*** Records

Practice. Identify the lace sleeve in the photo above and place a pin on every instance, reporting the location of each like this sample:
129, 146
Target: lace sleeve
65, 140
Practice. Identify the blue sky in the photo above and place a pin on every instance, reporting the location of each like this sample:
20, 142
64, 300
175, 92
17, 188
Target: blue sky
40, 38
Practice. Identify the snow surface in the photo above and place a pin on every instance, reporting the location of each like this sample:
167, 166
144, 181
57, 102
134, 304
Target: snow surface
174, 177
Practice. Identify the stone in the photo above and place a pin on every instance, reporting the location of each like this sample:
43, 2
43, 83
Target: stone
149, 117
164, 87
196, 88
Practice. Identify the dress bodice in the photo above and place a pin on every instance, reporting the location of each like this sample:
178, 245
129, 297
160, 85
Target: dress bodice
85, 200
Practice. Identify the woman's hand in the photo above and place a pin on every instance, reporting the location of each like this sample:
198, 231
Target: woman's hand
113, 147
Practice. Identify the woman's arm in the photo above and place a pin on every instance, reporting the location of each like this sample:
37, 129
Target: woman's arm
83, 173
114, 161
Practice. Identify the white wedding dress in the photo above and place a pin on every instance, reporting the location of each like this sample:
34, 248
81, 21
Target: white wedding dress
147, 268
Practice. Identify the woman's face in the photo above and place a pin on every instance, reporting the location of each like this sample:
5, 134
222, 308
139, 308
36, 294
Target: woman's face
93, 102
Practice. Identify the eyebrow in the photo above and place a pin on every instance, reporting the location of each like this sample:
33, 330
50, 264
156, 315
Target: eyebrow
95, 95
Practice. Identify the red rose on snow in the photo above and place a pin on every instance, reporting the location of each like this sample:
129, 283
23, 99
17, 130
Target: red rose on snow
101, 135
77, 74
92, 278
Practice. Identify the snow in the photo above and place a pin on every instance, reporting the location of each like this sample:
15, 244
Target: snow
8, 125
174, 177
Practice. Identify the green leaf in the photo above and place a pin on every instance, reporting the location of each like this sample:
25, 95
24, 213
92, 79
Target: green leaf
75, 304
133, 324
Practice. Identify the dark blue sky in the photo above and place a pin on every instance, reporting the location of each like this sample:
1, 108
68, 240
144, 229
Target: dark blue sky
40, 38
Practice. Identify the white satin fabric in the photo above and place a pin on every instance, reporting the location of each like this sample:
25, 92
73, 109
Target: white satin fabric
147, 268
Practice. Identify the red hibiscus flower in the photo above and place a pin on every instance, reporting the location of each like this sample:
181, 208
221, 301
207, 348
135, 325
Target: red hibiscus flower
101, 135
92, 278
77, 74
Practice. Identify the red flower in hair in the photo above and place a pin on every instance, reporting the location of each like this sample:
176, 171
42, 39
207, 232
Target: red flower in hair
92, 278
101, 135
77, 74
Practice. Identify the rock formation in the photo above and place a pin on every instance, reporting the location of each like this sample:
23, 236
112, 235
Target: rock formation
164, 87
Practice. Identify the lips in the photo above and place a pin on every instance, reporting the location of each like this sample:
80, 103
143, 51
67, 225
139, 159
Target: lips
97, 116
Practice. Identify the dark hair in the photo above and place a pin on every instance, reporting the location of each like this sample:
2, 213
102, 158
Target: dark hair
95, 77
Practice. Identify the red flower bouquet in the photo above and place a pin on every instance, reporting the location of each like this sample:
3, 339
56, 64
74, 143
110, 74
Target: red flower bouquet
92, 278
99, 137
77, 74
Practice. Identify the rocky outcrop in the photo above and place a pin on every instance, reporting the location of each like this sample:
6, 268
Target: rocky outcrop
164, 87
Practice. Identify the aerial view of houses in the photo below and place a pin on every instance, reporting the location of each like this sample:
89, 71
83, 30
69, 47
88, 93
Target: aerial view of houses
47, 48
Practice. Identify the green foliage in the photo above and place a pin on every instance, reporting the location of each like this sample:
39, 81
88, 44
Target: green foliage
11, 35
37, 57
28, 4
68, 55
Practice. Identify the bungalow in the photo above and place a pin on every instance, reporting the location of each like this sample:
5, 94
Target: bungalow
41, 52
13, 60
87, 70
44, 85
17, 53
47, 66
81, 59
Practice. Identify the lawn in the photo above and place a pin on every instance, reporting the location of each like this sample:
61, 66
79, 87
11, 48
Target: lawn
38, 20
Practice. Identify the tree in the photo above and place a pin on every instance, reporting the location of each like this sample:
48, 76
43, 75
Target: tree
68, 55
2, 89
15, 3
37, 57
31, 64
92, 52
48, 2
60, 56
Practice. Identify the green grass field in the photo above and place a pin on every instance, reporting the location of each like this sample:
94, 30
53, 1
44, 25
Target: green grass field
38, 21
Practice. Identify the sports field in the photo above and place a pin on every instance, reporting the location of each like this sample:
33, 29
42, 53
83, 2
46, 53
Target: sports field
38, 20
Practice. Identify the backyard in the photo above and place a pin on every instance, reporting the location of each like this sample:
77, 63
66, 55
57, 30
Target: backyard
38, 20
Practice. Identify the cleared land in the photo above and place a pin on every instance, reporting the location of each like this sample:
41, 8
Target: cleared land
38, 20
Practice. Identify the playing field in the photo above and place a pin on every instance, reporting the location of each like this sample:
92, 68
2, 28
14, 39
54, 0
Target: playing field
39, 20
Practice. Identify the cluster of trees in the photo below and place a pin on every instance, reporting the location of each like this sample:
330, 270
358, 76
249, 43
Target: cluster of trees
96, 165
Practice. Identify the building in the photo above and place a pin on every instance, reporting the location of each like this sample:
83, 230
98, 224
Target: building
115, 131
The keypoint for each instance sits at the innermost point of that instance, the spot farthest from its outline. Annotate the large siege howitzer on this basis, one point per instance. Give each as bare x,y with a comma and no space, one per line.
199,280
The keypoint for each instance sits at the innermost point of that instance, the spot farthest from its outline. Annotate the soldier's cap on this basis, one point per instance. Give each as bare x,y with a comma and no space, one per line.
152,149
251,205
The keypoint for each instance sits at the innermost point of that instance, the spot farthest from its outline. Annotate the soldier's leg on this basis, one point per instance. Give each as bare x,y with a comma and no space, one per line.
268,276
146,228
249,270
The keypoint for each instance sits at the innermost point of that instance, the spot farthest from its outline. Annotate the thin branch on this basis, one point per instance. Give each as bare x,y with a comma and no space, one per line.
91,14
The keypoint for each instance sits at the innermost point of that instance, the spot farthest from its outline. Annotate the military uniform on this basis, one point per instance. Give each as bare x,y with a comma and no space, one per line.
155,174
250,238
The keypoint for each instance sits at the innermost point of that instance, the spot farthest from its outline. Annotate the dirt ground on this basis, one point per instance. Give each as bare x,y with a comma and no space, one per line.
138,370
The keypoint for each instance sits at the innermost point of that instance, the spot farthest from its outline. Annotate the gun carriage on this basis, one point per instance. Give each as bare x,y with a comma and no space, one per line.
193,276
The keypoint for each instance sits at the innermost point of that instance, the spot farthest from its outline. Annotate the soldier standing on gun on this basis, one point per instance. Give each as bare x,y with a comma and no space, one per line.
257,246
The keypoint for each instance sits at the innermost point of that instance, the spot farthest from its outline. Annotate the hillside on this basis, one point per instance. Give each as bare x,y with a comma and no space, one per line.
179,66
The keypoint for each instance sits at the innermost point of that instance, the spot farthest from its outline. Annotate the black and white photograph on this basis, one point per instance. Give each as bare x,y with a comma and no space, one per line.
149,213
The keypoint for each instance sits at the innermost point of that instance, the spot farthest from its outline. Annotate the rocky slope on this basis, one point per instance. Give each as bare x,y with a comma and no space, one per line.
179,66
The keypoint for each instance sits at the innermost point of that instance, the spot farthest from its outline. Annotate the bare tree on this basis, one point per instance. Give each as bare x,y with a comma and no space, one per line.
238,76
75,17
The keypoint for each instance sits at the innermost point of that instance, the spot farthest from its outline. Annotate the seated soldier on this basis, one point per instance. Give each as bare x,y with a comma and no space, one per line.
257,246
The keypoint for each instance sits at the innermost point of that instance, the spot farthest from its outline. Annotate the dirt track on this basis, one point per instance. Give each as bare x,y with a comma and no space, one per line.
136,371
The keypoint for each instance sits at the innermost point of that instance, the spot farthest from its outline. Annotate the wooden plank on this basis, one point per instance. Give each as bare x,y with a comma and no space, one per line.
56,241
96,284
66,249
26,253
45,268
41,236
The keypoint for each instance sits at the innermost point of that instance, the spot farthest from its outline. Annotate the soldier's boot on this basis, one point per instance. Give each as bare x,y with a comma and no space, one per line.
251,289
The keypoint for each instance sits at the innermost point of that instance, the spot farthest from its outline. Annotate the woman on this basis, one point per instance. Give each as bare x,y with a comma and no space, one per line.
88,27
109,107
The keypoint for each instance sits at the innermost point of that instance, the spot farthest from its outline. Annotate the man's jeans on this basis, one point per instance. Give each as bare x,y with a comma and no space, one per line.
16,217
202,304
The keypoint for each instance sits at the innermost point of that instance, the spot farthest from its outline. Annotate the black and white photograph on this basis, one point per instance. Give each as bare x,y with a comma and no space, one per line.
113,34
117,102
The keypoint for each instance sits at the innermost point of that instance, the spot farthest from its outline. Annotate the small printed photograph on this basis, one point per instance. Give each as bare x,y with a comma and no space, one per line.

******

Problem details: Beginning at the line containing "Annotate the seated", repeat each line exactly through the last line of the entries, and include no other lines.

Finished exercise:
The keypoint for each instance sits at the innermost point of that instance, the spot farthest from its outline. Annotate the seated soldier on this basis, one point per instance. Give each as bare x,y with a comma and no space, one per line.
257,246
The keypoint for each instance sits at the innermost point of that instance, the spot farthest from its outline. Annotate the dirt track on this basis, one point per instance. Give each as bare x,y with a comma and no space, one per line.
136,371
The keypoint for each instance sits at the innermost point of that instance, the spot farthest from its outline. Annotate the wooden plank on this basis, one point per instance. Give each as bare x,y with a comma and no space, one per line.
56,241
96,284
66,249
26,253
45,268
41,236
The keypoint for each instance sits at the innermost point of that instance, the spot farthest from its outline. Annotate the soldier's boot on this basis, one point per instance. Give each as bare x,y with a comma and no space, one per line.
251,289
The keypoint for each instance sits at the innermost point of that instance, the spot farthest from its outline. Annotate the woman on this basis, one point per instance. Give each as bare x,y with a comma and no space, one per line.
88,27
109,107
The keypoint for each instance sits at the innermost point of that instance, the spot farthest from its outline. Annotate the man's jeans on this basis, one point per instance. Give each as bare x,y with a comma and no space, one per line.
16,217
202,304
The keypoint for each instance sits at the innermost point of that instance, the spot farthest from its outline. Annotate the black and white photograph on this basis, one point per instance. Give each as bare x,y with a comma and no space, one per line.
113,34
117,102
The keypoint for each instance sits at the innermost point of that instance, the spot farthest from its outline. Annotate the small printed photograph on this basis, one point per instance. Give each as bare x,y with a comma and no space, one per line.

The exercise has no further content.